**SOURCE DATA**.
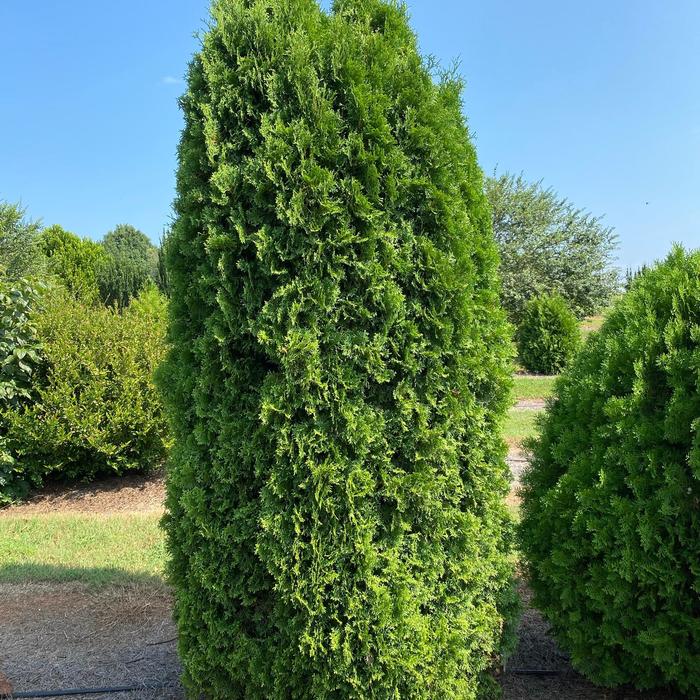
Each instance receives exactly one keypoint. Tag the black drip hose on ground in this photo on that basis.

* * *

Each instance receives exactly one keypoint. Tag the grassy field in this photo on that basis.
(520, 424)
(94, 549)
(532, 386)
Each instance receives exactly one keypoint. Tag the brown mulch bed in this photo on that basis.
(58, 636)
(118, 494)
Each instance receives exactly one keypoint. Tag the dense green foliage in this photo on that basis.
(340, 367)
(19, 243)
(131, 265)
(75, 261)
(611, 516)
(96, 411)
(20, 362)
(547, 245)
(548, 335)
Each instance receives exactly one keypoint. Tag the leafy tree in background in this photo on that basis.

==

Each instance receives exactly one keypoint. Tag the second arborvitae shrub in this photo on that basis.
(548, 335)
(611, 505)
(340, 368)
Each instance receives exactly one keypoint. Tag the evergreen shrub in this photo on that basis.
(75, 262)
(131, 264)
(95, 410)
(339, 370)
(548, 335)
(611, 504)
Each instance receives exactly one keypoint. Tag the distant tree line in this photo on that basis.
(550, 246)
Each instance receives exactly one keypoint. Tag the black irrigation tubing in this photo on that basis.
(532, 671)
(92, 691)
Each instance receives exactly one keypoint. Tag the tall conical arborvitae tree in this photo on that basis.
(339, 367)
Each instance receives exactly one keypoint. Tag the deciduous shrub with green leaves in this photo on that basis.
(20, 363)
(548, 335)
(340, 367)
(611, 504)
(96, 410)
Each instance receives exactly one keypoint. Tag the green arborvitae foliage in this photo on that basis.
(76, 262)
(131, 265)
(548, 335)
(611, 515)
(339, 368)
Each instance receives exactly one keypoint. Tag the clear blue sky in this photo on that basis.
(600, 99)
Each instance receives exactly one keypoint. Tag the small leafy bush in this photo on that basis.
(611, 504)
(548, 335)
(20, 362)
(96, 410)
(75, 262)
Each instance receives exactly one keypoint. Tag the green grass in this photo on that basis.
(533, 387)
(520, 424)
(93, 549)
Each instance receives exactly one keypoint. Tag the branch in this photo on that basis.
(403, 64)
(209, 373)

**WHAT IS NEEDED**.
Restate word for word the lines in the material above from the one with "Each instance receives exactly one keypoint. Tag the brown" to the one with "Each instance receives exactly one keypoint. Tag the leafy"; both of those lines count, and nothing else does.

**RESPONSE**.
Each instance receives exactly one keypoint. Tag the brown mulch bed in this photo on that basis.
(58, 636)
(118, 494)
Each instance receives exactly one keypoint. Tag the dense green foliage in this photo on that basis.
(340, 367)
(19, 243)
(131, 265)
(75, 261)
(611, 516)
(96, 411)
(20, 362)
(547, 245)
(548, 335)
Each instance receives exactly one keypoint. Tag the leafy tree in background in this photo on that basis.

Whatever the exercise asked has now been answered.